◆ **Set exercise**
Repeat exactly the lines from the line containing "Where can the stone archway" through the last line of the records below, inclusive, and nothing else.

◆ **Entries from a point annotation set**
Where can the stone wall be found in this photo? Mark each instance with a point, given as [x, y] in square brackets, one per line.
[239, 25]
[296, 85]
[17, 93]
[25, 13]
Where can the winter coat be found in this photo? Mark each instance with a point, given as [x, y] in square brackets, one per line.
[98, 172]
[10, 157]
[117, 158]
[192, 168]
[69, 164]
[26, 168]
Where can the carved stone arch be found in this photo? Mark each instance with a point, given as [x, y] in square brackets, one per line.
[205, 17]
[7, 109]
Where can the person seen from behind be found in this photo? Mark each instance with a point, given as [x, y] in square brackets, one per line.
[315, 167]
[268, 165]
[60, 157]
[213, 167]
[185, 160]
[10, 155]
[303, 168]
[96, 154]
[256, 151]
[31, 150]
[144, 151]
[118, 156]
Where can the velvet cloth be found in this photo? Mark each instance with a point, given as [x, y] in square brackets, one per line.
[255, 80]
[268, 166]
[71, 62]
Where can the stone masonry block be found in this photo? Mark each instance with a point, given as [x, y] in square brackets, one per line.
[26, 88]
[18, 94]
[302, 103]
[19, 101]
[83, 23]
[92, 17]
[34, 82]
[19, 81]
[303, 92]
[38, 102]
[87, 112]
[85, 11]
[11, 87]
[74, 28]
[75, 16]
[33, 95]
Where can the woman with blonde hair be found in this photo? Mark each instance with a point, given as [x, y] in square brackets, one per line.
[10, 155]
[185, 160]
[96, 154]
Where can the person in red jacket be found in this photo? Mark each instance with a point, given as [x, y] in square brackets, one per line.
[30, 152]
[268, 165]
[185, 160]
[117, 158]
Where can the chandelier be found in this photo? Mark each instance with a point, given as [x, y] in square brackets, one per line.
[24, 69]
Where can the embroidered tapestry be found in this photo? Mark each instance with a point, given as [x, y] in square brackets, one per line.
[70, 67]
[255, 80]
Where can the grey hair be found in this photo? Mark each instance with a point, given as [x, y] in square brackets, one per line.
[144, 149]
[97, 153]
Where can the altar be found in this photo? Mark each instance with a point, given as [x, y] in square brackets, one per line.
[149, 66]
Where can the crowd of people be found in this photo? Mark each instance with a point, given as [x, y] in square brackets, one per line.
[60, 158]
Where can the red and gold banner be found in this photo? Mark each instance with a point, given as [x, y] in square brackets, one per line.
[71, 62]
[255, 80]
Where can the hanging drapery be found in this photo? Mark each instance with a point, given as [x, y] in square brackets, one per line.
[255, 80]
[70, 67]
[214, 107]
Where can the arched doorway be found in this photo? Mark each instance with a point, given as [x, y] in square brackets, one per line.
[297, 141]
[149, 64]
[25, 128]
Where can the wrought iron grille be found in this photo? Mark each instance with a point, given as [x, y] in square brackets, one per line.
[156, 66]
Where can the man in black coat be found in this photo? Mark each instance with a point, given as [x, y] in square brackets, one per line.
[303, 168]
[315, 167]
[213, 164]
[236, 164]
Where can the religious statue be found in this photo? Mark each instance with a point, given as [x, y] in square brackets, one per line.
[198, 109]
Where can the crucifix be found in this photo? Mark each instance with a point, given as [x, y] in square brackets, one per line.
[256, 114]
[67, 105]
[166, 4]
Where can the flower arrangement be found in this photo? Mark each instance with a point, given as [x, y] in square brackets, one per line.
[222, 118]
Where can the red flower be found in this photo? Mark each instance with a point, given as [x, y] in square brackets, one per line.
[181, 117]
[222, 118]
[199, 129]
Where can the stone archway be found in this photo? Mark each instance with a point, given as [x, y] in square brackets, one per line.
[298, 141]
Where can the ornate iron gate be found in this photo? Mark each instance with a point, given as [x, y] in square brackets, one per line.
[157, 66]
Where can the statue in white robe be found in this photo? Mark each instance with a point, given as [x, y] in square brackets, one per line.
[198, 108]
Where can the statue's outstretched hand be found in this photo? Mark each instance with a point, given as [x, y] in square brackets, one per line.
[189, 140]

◆ **The solution**
Where can the stone archway be found in this photo? Mark each instance with a point, given as [x, y] in square brackets, one per line.
[298, 141]
Where can the ornate iron gate be found in this photo? Mark each instance with a point, given as [x, y] in square brackets, one per line.
[157, 66]
Where can the statue in white robe be found in this photo? Mark each instance with a point, given as [x, y] in square brackets, one per line.
[198, 108]
Where can the statue's outstretched hand be found in this photo? Mark each instance with a point, given as [x, y] in square brackets, one per line.
[189, 140]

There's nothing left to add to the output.